Supplied entries
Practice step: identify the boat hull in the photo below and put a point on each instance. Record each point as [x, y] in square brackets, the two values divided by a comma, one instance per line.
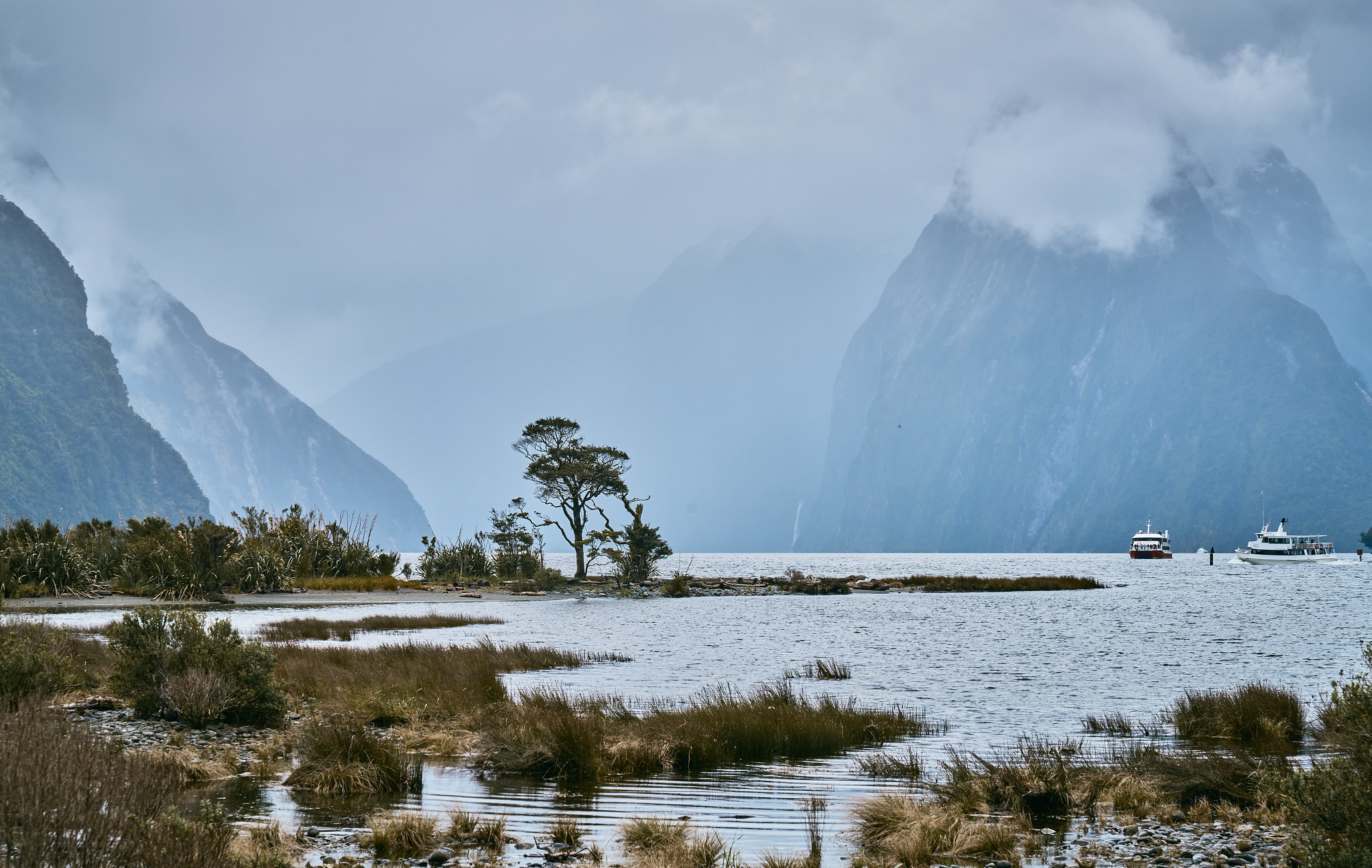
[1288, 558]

---

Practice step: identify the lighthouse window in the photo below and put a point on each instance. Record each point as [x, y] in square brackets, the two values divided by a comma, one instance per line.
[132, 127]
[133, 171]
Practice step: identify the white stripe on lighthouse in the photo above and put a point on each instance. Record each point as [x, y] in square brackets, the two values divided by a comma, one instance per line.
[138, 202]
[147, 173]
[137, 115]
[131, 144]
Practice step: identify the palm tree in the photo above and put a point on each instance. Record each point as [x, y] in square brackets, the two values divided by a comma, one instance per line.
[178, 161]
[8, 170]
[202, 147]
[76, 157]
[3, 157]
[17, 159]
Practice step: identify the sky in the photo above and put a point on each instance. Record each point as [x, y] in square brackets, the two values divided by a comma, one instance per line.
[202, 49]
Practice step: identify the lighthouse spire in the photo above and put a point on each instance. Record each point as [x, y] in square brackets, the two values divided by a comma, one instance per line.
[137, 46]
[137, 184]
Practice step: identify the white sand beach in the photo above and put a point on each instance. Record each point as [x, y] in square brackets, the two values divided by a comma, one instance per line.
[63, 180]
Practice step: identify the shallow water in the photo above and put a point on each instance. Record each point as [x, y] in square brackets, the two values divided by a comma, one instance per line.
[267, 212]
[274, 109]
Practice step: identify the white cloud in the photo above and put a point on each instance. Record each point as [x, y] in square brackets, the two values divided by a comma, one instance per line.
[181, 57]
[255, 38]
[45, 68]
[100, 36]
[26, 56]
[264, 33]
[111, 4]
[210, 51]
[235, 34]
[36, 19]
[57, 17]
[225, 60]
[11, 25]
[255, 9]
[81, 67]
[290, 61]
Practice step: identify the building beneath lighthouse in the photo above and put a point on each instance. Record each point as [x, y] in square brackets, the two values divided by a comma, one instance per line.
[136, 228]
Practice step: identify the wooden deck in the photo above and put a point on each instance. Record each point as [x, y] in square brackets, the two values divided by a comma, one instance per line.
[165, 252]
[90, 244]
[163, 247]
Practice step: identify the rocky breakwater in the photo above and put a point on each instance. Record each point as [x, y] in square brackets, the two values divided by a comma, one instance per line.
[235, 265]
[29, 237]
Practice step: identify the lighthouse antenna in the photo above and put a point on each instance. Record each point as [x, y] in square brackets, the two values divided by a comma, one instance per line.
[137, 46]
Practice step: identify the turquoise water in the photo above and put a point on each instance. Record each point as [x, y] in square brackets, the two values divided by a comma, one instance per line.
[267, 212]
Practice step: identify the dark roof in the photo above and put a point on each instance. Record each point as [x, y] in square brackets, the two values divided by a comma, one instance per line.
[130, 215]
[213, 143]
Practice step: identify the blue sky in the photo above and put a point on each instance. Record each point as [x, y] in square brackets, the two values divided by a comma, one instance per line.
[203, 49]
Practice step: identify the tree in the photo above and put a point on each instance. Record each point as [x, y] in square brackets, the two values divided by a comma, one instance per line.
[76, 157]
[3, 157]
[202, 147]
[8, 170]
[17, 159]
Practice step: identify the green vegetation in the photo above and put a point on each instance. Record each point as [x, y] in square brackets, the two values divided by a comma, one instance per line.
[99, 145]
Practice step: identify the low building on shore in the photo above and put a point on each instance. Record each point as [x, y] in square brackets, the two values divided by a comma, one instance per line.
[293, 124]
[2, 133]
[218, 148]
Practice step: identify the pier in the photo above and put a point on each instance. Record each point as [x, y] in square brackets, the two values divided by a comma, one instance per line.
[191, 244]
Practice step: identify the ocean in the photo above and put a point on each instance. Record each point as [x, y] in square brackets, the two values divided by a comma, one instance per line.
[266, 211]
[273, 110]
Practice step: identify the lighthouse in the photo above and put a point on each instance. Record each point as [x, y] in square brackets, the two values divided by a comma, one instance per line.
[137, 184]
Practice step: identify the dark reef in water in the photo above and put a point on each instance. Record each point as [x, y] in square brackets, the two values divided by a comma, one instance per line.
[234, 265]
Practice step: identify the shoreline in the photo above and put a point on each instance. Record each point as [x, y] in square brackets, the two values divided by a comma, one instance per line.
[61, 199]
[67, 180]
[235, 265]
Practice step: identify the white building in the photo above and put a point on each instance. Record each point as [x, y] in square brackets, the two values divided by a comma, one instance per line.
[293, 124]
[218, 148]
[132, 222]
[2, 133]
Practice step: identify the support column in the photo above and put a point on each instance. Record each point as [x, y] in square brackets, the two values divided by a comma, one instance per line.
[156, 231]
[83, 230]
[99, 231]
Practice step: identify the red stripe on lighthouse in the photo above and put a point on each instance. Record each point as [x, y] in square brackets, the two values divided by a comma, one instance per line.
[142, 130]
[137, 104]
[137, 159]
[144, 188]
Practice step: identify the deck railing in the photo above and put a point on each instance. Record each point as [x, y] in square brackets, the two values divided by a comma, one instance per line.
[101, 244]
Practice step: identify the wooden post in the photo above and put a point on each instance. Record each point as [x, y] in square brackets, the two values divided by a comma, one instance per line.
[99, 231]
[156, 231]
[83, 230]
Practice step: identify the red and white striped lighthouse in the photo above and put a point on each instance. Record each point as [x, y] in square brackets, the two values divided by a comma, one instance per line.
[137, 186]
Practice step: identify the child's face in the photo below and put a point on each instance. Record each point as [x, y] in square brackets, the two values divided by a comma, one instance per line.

What to produce
The lines above starting at the one that contains "Practice step: identify the dark reef" and ending at the one that contains "Practice step: identify the child's" must be transcribed exactly, and no other lines may appear.

Your solution
Practice step: identify the dark reef in water in the photo above and put a point on each instance. Record each point as [x, y] in square brackets, the two values divided by a comma, one instance per line.
[234, 265]
Practice step: identify the shoreline in the photo above and put a point on each instance. Record each point as [x, y] in square brackets, the two values divided by a comma, one instance per line.
[61, 199]
[67, 180]
[235, 265]
Practice step: identify the white building in the photo above and put a point on each instance. Record each point as [x, y] in square brackets, the two values divided by a comma, one instance per line.
[293, 124]
[218, 148]
[132, 222]
[2, 133]
Practice step: identify the support column in the photo above and put a point on each instance. Record each point as [x, y] in square brackets, the two values divided by a comma, one instance per line.
[156, 231]
[83, 230]
[99, 231]
Practice step: identify the red stripe on lighthouse in the photo above and put a point on each instance. Record each point as [x, y] in square brackets, the two values divided by a comma, one instance per line.
[142, 130]
[137, 104]
[137, 159]
[144, 188]
Practice step: identify the deck railing in the photo above and put a point on each instance. Record each point as [x, y] in square brackets, the two values divided by a comma, one instance per line.
[101, 244]
Practice step: identify the wooden post in the photo above and put a point on each instance. Record each point as [x, y] in square brackets, the two values divided by a comma, one instance per line.
[99, 231]
[156, 231]
[83, 230]
Practice step: identify the red and white striped lighthouse in the photo above and put a point on each instance. Record each point as [x, y] in square brackets, the two values divided by a comma, one instance per line.
[137, 186]
Practice step: identify the child's face in the photo below and put a point on each instance. Record each point as [x, y] in square brackets, the two values divided by a comma, one instance per line.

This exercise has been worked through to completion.